───── RECORD EXCERPTS ─────
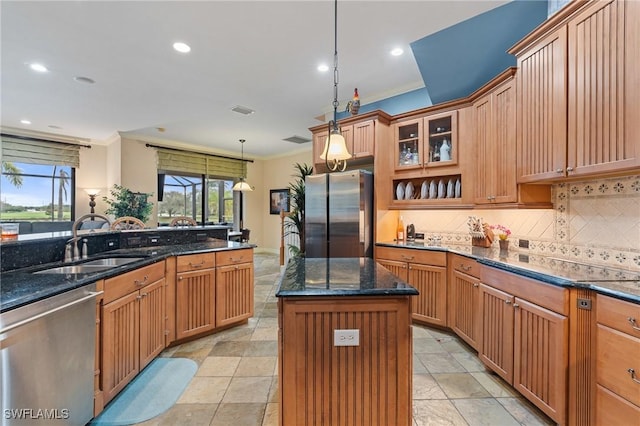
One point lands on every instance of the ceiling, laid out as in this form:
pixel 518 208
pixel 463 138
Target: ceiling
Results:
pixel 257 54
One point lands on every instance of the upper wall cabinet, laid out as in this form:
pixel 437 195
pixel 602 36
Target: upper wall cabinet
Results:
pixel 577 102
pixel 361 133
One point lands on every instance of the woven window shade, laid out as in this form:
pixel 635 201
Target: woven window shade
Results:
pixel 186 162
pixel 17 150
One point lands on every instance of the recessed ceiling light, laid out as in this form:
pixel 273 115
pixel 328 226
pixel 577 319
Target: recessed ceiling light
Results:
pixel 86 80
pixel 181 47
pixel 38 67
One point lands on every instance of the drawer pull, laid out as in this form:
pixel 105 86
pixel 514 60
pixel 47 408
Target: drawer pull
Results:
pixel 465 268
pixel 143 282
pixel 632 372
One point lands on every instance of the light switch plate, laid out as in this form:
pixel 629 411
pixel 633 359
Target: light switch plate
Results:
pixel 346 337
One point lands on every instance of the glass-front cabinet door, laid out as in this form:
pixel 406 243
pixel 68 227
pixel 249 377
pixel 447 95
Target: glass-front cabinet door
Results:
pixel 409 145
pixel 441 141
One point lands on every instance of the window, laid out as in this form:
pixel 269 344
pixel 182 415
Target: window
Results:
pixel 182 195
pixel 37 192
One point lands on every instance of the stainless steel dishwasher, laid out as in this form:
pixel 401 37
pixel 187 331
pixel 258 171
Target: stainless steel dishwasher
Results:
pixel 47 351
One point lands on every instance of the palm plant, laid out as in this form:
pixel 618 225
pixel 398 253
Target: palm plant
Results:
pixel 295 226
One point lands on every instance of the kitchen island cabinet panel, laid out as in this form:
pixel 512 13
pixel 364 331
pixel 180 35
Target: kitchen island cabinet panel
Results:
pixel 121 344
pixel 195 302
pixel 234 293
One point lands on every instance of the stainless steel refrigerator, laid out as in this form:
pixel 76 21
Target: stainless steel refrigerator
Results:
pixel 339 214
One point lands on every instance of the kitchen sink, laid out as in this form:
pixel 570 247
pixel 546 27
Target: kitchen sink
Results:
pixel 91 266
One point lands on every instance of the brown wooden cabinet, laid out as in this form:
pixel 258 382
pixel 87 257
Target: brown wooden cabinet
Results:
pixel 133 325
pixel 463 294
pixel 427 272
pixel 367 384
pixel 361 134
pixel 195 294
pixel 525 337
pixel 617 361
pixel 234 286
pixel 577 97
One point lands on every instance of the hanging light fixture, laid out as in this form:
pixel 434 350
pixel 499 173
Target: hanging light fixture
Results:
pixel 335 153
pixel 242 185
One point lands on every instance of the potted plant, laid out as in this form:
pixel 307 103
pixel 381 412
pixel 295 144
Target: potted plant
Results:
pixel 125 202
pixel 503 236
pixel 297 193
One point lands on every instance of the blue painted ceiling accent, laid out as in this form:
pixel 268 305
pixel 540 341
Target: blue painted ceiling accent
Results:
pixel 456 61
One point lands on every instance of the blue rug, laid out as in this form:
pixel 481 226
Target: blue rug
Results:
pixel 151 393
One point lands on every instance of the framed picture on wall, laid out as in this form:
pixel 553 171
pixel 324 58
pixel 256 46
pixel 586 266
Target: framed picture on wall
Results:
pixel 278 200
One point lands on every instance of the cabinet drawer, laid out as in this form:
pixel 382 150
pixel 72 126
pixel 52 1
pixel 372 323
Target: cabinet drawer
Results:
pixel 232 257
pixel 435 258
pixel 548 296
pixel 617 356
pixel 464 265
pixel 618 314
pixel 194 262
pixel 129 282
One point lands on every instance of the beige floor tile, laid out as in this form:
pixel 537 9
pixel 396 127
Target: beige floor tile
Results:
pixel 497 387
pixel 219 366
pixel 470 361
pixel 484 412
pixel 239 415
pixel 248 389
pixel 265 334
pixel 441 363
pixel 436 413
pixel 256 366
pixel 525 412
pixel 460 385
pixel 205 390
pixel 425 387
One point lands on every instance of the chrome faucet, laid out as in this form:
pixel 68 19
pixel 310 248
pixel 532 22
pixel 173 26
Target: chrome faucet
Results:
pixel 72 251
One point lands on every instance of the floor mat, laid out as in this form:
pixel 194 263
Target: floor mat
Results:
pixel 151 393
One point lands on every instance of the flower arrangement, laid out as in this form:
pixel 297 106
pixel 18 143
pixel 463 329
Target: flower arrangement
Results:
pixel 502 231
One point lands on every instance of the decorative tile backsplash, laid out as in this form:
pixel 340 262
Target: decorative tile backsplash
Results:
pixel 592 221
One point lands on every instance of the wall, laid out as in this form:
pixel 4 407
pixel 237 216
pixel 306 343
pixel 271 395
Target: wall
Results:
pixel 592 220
─────
YOUR OBJECTIVE >> Return unchanged every line from the one containing "One point lands on every instance of the cabinet" through the end of the items above, including both the first and last lines.

WRITTEN REPLY >>
One point lands on every instance of the cabinet drawer, laid out as in this form:
pixel 382 150
pixel 72 126
pixel 52 1
pixel 372 323
Target: cabinet drawer
Results:
pixel 232 257
pixel 435 258
pixel 548 296
pixel 617 356
pixel 464 265
pixel 618 314
pixel 194 262
pixel 129 282
One point lands on every instance of the beige floor tile, laid out as in this form:
pixel 537 9
pixel 396 127
Target: beige floor tile
Results:
pixel 497 387
pixel 219 366
pixel 470 361
pixel 484 412
pixel 239 415
pixel 248 389
pixel 265 334
pixel 441 363
pixel 436 413
pixel 256 366
pixel 525 412
pixel 460 385
pixel 205 390
pixel 425 387
One point lands on every instance of the chrome faucet, laid out as in this form:
pixel 68 19
pixel 310 248
pixel 532 22
pixel 173 26
Target: chrome faucet
Results:
pixel 72 251
One point lands on every instance of the floor mat, laid out as in this form:
pixel 194 263
Target: floor mat
Results:
pixel 151 393
One point lands on every instance of the flower arrangement, laid out as in this form:
pixel 297 106
pixel 18 143
pixel 463 329
Target: flower arrangement
Results:
pixel 502 231
One point lands on every instance of the decorative tile backsplash, laid out as in this form:
pixel 340 262
Target: decorative tile backsplash
Results:
pixel 592 221
One point lands on every instance of the wall, laid out as in this form:
pixel 4 407
pixel 237 216
pixel 306 343
pixel 271 395
Target: wall
Results:
pixel 592 220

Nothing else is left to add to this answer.